§ **Set exercise**: Print every line of the listing below word for word, omitting the pictures.

§ **Input data**:
========================================================================

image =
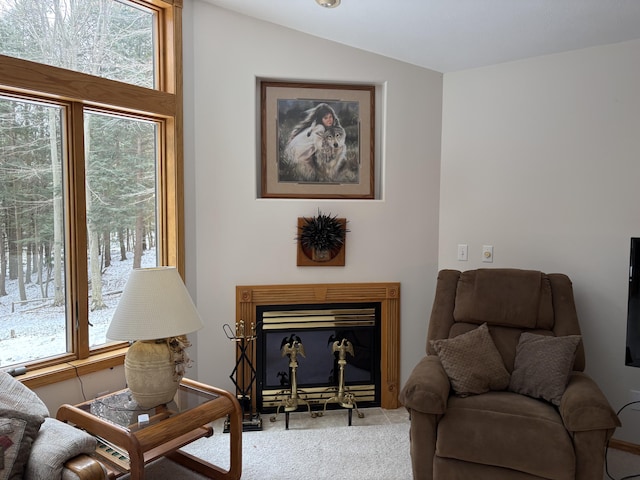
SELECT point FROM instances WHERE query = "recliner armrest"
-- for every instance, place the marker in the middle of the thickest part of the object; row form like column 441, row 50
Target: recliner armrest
column 584, row 407
column 427, row 388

========================================================================

§ **The response**:
image =
SELECT point FROM instances WHERE query = "recliner armrest"
-- for every instance, place the marker in the middle of the thickest part of the object; row form like column 441, row 50
Target: recliner armrest
column 584, row 407
column 427, row 388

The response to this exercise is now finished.